Ausgewählter Text:
▬▬▬▬▬▬

Die Restaurierungswerkstatt, die schon der Karibikkarte des bentheimschen Vorfahren zu neuem Glanz verholfen hat, erlangte Bedeutung über Westfalen hinaus, als nach der Jahrhundertflut 2002 etliche Bücher aus der Dresdener Bibliothek in Münster gefriergetrocknet und restauriert wurden. So wie jetzt eben dieses sauber radierte Dokument aus Pergament, was nichts anderes ist als Tierhaut, restauriert wird.

Geller: " Und im Anschluss daran kann dann das Pergament mithilfe einer Goretex-Kompresse ganz schonend gefeuchtet und im Anschluss, wenn es entspannt ist, geglättet werden. "

Der Markenname fällt hier nur, weil es sich um ein spezielles Gewebe handelt, das Feuchtigkeit durchlässt, ohne sie als Tropfen auf das Pergament auffallen zu lassen. Und jetzt wüsste man gern, was für eine Urkunde da gerade auf dem Tisch liegt. Ratlosigkeit ist die Antwort.

Geller: " Ich kann es zum Teil auch gar nicht lesen, was auch nicht meine Aufgabe ist in dem Zusammenhang. (lacht) Das ist auf jeden Fall eine päpstliche Urkunde, für den Laien auch erkennbar an einer Bleibulle, die unten an einer Seidekordel angebracht ist, das Stück stammt aus dem 11. Jahrhundert und ist jetzt für eine Ausstellung vorbereitet worden. "

▬▬▬▬▬▬

Erfasste Daten:
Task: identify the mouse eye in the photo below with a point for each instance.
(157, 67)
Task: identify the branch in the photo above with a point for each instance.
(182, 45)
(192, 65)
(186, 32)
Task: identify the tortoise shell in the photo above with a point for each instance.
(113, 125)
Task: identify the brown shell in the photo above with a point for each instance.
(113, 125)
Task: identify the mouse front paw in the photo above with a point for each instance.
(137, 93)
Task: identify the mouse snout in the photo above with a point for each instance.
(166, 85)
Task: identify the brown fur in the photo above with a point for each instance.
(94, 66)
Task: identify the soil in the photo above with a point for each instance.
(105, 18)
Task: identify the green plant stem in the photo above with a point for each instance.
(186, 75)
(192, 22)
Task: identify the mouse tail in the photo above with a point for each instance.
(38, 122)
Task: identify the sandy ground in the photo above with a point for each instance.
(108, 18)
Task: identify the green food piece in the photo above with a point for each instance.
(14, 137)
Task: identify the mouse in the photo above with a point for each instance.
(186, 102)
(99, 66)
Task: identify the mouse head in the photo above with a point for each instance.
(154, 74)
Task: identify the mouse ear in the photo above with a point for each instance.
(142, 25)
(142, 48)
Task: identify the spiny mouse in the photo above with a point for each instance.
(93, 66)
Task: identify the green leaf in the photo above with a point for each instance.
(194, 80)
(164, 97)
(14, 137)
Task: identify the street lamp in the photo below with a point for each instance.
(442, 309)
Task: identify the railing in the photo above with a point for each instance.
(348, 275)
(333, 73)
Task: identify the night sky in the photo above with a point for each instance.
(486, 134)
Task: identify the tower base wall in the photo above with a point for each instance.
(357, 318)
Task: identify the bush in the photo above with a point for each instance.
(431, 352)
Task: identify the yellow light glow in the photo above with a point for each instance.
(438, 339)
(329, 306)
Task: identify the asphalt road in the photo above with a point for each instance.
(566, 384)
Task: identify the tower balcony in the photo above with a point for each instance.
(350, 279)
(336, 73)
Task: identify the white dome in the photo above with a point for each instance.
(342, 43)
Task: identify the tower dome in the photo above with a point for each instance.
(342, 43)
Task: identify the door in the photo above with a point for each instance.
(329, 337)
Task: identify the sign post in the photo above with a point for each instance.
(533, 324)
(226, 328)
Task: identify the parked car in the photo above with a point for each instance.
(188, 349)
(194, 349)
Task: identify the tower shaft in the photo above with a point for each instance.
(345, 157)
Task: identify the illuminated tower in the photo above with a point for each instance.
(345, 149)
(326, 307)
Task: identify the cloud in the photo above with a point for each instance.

▬▬▬▬▬▬

Zu bearbeiten:
a – Geben Sie aus dem Text über die Pergamentrestaurierung den Abschnitt zwischen "Die Restaurierungswerkstatt, die" und "ist die Antwort." wörtlich wieder, beide Stellen eingeschlossen.
b – Übersetzen Sie den Satz "Und jetzt wüsste man gern, was für eine Urkunde da gerade auf dem Tisch liegt." aus dem Text über die Pergamentrestaurierung ins Englische.
c – Setzen Sie den Text über die Pergamentrestaurierung im Anschluss an seinen letzten Satz mit einigen weiteren Sätzen fort.

Gegebene Antworten:
a –
Die Restaurierungswerkstatt, die schon der Karibikkarte des bentheimschen Vorfahren zu neuem Glanz verholfen hat, erlangte Bedeutung über Westfalen hinaus, als nach der Jahrhundertflut 2002 etliche Bücher aus der Dresdener Bibliothek in Münster gefriergetrocknet und restauriert wurden. So wie jetzt eben dieses sauber radierte Dokument aus Pergament, was nichts anderes ist als Tierhaut, restauriert wird.

Geller: " Und im Anschluss daran kann dann das Pergament mithilfe einer Goretex-Kompresse ganz schonend gefeuchtet und im Anschluss, wenn es entspannt ist, geglättet werden. "

Der Markenname fällt hier nur, weil es sich um ein spezielles Gewebe handelt, das Feuchtigkeit durchlässt, ohne sie als Tropfen auf das Pergament auffallen zu lassen. Und jetzt wüsste man gern, was für eine Urkunde da gerade auf dem Tisch liegt. Ratlosigkeit ist die Antwort.

b – And now one would like to know what kind of document is lying on the table right now.

c –
Nach der Restaurierung wird das Pergament in einer eigens hergestellten Transportbox zunächst zur Ausstellung geschickt und später auch darin archiviert. Wie bewahrt man überhaupt ein solche Kostbarkeit auf?

Geller: " Bei den Urkunden sollte man natürlich im Anschluss an jegliche Restaurierung darauf achten, dass die Aufbewahrungsbedingungen adäquat sind, sprich, dass möglichst jede Temperatur- und Feuchteschwankungen vermieden werden, weil sonst das Pergament das bestreben hat, die Form anzunehmen, die es am Tier hatte, und das war sicherlich nicht in der Planlage (lacht) "

Und das ist schlecht für die Worte des Papstes.

Auf Burg Steinfurt hat Prinz Oskar mittlerweile ein weiteres Dokument hervorgezogen, das ganz offensichtlich eine Welle von Besitzerstolz auslöst, auch wenn historisch gesehen die Sache eher zu Ungunsten seiner Vorfahren ausging.

Prinz Oskar: " Das ist ein besonderes Stück, das befindet sich in einer braunledernen, etwas abgeriebenen Ledertasche, eine sogenannte Diplomatentasche mit einem schönen alten Schloss darauf und jetzt haben wir hier eine Urkunde, die ist dunkelblauem oder fast violettem Samt eingezogen, da drauf sind Pailletten gestickt. PF steht da drauf, PF das heißt einfach Peuple francais. "

Der Graf von Bentheim wollte von Napoleon seine Grafschaft zurück erhalten. Das würde ihn eine Stange Geld kosten, aber das war es ihm wert. Der Vertrag kam zustande und liegt nun vor uns auf einem unscheinbaren Schreibtisch.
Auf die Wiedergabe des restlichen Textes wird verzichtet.